__Задания__.
1 - Перепишите без изменений фрагмент статьи о Неруде между словами «В 1934 году» и «не существовало вовсе.» включительно.
2 - В статье о Неруде найдите абзац, начинающийся словами «В 1934 году в Мадриде», и изложите его в виде краткого списка, сохранив основные факты.
3 - Ответьте по статье о Неруде на вопросы:
(а) Сколько лет было Неруде, когда он написал книгу, сделавшую его знаменитым?
(б) Как называются мемуары Неруды?
(в) В каком году разразился скандал из-за идеи переименовать аэропорт Сантьяго в его честь?

__Статья__.
++++++++++

В девятнадцать лет он написал книгу, которая сделала его знаменитым на весь испаноязычный мир. «Двадцать поэм о любви и одна песня отчаяния» — сборник, который до сих пор остаётся одним из самых продаваемых поэтических изданий в истории на испанском языке. Строчка «Мне нравится, когда ты молчишь, ты как будто исчезла» разошлась на цитаты, татуировки и свадебные тосты по всему миру. А ведь писал её мальчишка, который сам толком не разобрался в любви — он признавался позже, что часть поэм адресована сразу нескольким женщинам, слитым в один образ. Литературная мистификация, которую никто не разоблачил при жизни автора, потому что все были слишком заняты цитированием.

Потом начинается дипломатическая карьера — и вот тут характер Неруды раскрывается во всей своей неоднозначности. Чилийское консульство отправляет его в Бирму, на Цейлон, в Батавию — по сути, в ссылку, куда сплавляют неудобных людей. Одиночество, тропическая жара, депрессия. И там же — эпизод, о котором сам Неруда рассказал в своих мемуарах «Признаюсь: я жил», не стесняясь формулировок. Он описывает, как воспользовался беззащитностью тамильской служанки в доме, где жил на Цейлоне. Написал об этом сам, как о факте своей биографии, будто это романтическое приключение. В 2018 году, когда чилийское правительство хотело переименовать в его честь международный аэропорт Сантьяго, разразился скандал — идею отменили. Литературный гений и, мягко говоря, отвратительный поступок уживались в одном человеке безо всякого противоречия для него самого.

Семейная жизнь Неруды — отдельная тёмная глава, которую биографы долго обходили стороной.

В 1934 году в Мадриде у него родилась дочь Мальва Марина — с врождённой гидроцефалией. Неруда, который к тому моменту уже был признанным певцом любви и человечности, практически не участвовал в её жизни. Когда началась Вторая мировая и Испания погрузилась в хаос гражданской войны, он уехал в Чили — а жену с больным ребёнком фактически бросил в оккупированной Голландии. Девочка умерла в восемь лет, в приюте, вдали от отца. Неруда никогда не приезжал на её могилу. Ни разу не упомянул дочь ни в одном стихотворении, ни в трёхтомных мемуарах. Как будто её не существовало вовсе.

++++++++++

__Список__.
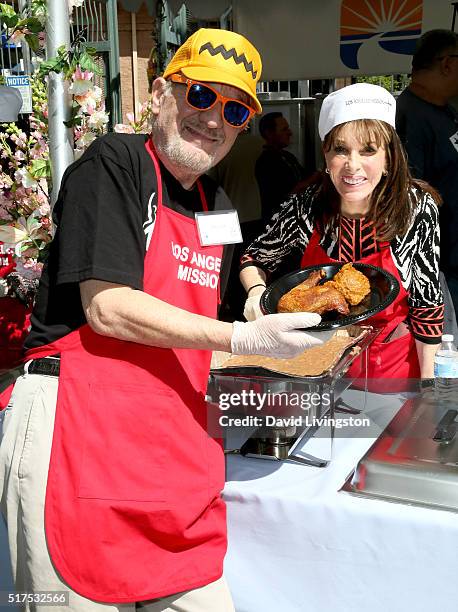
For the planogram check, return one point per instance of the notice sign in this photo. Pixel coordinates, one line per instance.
(23, 84)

++++++++++

__Ответы__.
1 -
В 1934 году в Мадриде у него родилась дочь Мальва Марина — с врождённой гидроцефалией. Неруда, который к тому моменту уже был признанным певцом любви и человечности, практически не участвовал в её жизни. Когда началась Вторая мировая и Испания погрузилась в хаос гражданской войны, он уехал в Чили — а жену с больным ребёнком фактически бросил в оккупированной Голландии. Девочка умерла в восемь лет, в приюте, вдали от отца. Неруда никогда не приезжал на её могилу. Ни разу не упомянул дочь ни в одном стихотворении, ни в трёхтомных мемуарах. Как будто её не существовало вовсе.

2 -
- В 1934 году в Мадриде у Неруды родилась дочь Мальва Марина с врождённой гидроцефалией.
- Неруда, уже признанный певец любви и человечности, почти не участвовал в её жизни.
- Он уехал в Чили, а жену с больным ребёнком фактически бросил в оккупированной Голландии.
- Девочка умерла в восемь лет в приюте, вдали от отца.
- Неруда ни разу не приезжал на её могилу и не упомянул дочь ни в стихах, ни в трёхтомных мемуарах.

3 -
(а) Девятнадцать лет.
(б) «Признаюсь: я жил».
(в) В 2018 году.